» Given passage
● ● ● ●
Should the Deaf be considered an Ethnic group?

There’s no doubt, there are distinct cultural differences that come with being deaf or hearing impaired. American Sign Language is not just English signed, there’s different syntax associated with the language. On top of that, the Deaf have their own jokes, art, ancestry, and traditions (as shown in Tuesday’s post on Scottish Finger Signing).
deafsocial“Deaf Social,” Courtesy:David Fulmer

Now, a book titled People of the Eye: Deaf Ethnicity and Ancestry makes the claim that based on the extent to which members of the Deaf community identify themselves as Deaf above any racial, or geographical markers, it should be considered an ethnicity.

The book’s authors are Richard C. Pillard, a School of Medicine professor of psychiatry, Harlan Lane, a hearing professor of psychology at Northeastern University, and Ulf Hedberg, a deaf-from-birth archivist at Gallaudet University, the nation’s oldest college for the Deaf.
peopleoftheeyeOn sale from the Oxford Press here.

In the book, some Deaf people say being deaf gives them a different sense of community than a hearing person. Their language serves not only to communicate, but as a form of art through Deaf theatre, sign play, and folklore specific to Deaf culture. They dwell in the “Deaf World,” and though it is not a place you can visit, it is a mindset.

So you may say, sure, Deaf individuals definitely have their own culture. Trying to navigate it as a hearing person with no interpreter is as challenging as traveling to a foreign land. However, that doesn’t mean they compose an ethnicity. Where’s the biological tie?
● ● ● ●
» Information supplied
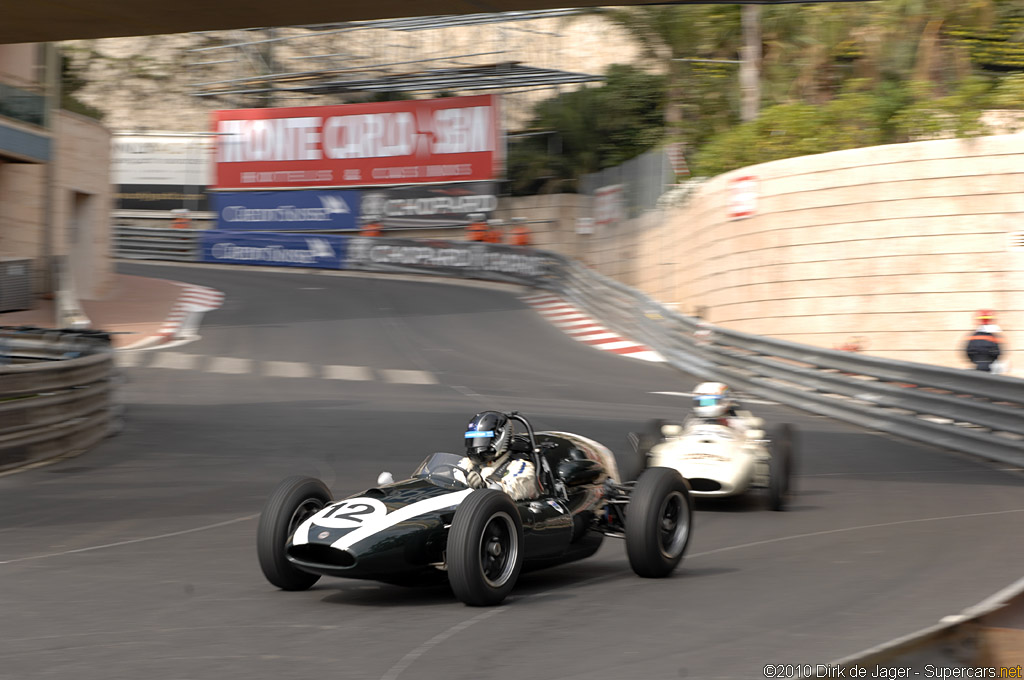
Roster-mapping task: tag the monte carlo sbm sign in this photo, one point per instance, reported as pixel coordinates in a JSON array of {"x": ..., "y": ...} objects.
[{"x": 359, "y": 144}]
● ● ● ●
» Your objective
Update the passage on Deaf ethnicity: begin at the words "The book’s authors" and stop after "for the Deaf.", replacing "archivist" with "librarian". The data above come from a source separate from the text.

» Result of the exercise
The book’s authors are Richard C. Pillard, a School of Medicine professor of psychiatry, Harlan Lane, a hearing professor of psychology at Northeastern University, and Ulf Hedberg, a deaf-from-birth librarian at Gallaudet University, the nation’s oldest college for the Deaf.